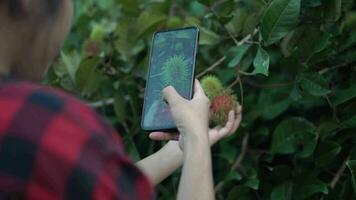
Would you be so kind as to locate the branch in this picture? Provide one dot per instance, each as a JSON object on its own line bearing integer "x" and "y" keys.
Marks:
{"x": 339, "y": 173}
{"x": 212, "y": 67}
{"x": 239, "y": 159}
{"x": 272, "y": 85}
{"x": 323, "y": 71}
{"x": 104, "y": 102}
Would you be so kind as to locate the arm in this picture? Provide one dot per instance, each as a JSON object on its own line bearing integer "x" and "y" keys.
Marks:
{"x": 163, "y": 163}
{"x": 192, "y": 120}
{"x": 197, "y": 178}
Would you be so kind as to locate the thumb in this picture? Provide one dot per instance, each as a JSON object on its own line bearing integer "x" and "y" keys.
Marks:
{"x": 198, "y": 90}
{"x": 171, "y": 95}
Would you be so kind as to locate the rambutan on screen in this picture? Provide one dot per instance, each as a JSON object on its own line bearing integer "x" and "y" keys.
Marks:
{"x": 172, "y": 62}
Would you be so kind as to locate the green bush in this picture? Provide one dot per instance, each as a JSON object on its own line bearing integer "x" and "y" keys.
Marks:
{"x": 292, "y": 63}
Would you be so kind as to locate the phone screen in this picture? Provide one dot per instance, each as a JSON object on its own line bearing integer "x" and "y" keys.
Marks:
{"x": 172, "y": 62}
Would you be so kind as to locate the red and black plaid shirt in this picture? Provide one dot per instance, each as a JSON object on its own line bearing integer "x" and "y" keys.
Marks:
{"x": 52, "y": 146}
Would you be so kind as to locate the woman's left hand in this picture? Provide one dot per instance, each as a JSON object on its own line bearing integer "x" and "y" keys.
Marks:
{"x": 215, "y": 134}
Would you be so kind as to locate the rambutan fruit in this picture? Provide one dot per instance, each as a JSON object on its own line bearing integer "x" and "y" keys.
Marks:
{"x": 221, "y": 105}
{"x": 176, "y": 73}
{"x": 211, "y": 86}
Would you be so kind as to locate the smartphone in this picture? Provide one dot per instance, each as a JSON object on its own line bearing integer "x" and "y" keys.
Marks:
{"x": 172, "y": 62}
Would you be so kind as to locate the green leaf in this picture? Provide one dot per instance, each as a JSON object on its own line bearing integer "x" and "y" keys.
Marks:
{"x": 275, "y": 109}
{"x": 253, "y": 183}
{"x": 120, "y": 106}
{"x": 309, "y": 186}
{"x": 148, "y": 19}
{"x": 261, "y": 62}
{"x": 206, "y": 2}
{"x": 280, "y": 17}
{"x": 332, "y": 10}
{"x": 233, "y": 175}
{"x": 314, "y": 84}
{"x": 71, "y": 63}
{"x": 207, "y": 37}
{"x": 289, "y": 133}
{"x": 87, "y": 77}
{"x": 349, "y": 123}
{"x": 240, "y": 192}
{"x": 326, "y": 152}
{"x": 309, "y": 141}
{"x": 283, "y": 191}
{"x": 351, "y": 164}
{"x": 311, "y": 3}
{"x": 235, "y": 54}
{"x": 342, "y": 96}
{"x": 123, "y": 43}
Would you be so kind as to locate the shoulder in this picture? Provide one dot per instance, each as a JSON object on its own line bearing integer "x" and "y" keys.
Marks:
{"x": 29, "y": 102}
---
• PROBLEM STATEMENT:
Rewrite all of the records above, changing every "dot" to "point" and keeping everything else the same. Leave the pictures out of your answer.

• RESPONSE FOR THIS EXERCISE:
Would you be so kind as to locate the branch in this picture? Provide one point per instance, each as a JSON object on its own line bearing integer "x" and "y" keys.
Marks:
{"x": 339, "y": 173}
{"x": 212, "y": 67}
{"x": 239, "y": 159}
{"x": 272, "y": 85}
{"x": 323, "y": 71}
{"x": 104, "y": 102}
Would you be so kind as to locate the arm in this picture? Provide one point per instance, each as a JSON object on its own line bearing integer "x" and "y" keys.
Marks:
{"x": 163, "y": 163}
{"x": 192, "y": 120}
{"x": 197, "y": 178}
Would you be so kind as to locate the thumb in this picture? Provide one point per instance, each as a JSON object on its own line bearing integer "x" and "y" keys.
Marks:
{"x": 198, "y": 90}
{"x": 171, "y": 95}
Would you be so kind as to locate the rambutan on screen in this picture? Provide one point per instance, each as a JSON object on its own line bearing integer "x" and "y" keys.
Marks:
{"x": 172, "y": 62}
Would you be so kind as to locate the green bush in this picture? Provide one point per instance, each as a JSON object on its own line bearing integer "x" and "y" keys.
Marks:
{"x": 292, "y": 63}
Would you be so kind as to locate the phone screen in this picture? Provide one point per instance, each as a JSON object on its own line bearing integer "x" and "y" keys.
Marks:
{"x": 172, "y": 62}
Would you be so kind as to locate the red and black plaid shirt in this picture? Provide one point per instance, each as a JSON object on its own line bearing integer "x" and "y" keys.
Marks:
{"x": 52, "y": 146}
Would you be so kind as to locate the woman's left hand in this picture? Provide one point per instance, each as a JSON object on its own line bearing integer "x" and "y" keys.
Marks:
{"x": 215, "y": 134}
Would you be so kind as to locate the rambutan fruit in this picture? Provide one point per instance, each as a JSON object on its own line bearing integer "x" and "y" keys.
Marks:
{"x": 221, "y": 105}
{"x": 176, "y": 73}
{"x": 211, "y": 86}
Would you be so kind as to locate the smartphone in this picture? Provide one point per instance, each as a JSON object on its own line bearing integer "x" and "y" keys.
Marks:
{"x": 172, "y": 62}
Would you be so kind as to locate the green leaf in this picture? Provide one point per instance, each as a JSON object on its own line bearing integer "x" and "y" keys.
Marks:
{"x": 275, "y": 109}
{"x": 253, "y": 183}
{"x": 120, "y": 106}
{"x": 309, "y": 186}
{"x": 148, "y": 19}
{"x": 261, "y": 62}
{"x": 206, "y": 2}
{"x": 280, "y": 17}
{"x": 332, "y": 10}
{"x": 233, "y": 175}
{"x": 314, "y": 84}
{"x": 71, "y": 63}
{"x": 207, "y": 37}
{"x": 289, "y": 133}
{"x": 87, "y": 77}
{"x": 349, "y": 123}
{"x": 240, "y": 192}
{"x": 326, "y": 152}
{"x": 309, "y": 141}
{"x": 283, "y": 191}
{"x": 351, "y": 164}
{"x": 311, "y": 3}
{"x": 235, "y": 54}
{"x": 342, "y": 96}
{"x": 123, "y": 43}
Would you be so kind as to locate the shoulder in this picture? Provide one point per instance, each as a JSON object on its own line bearing integer "x" and "y" keys.
Marks:
{"x": 29, "y": 102}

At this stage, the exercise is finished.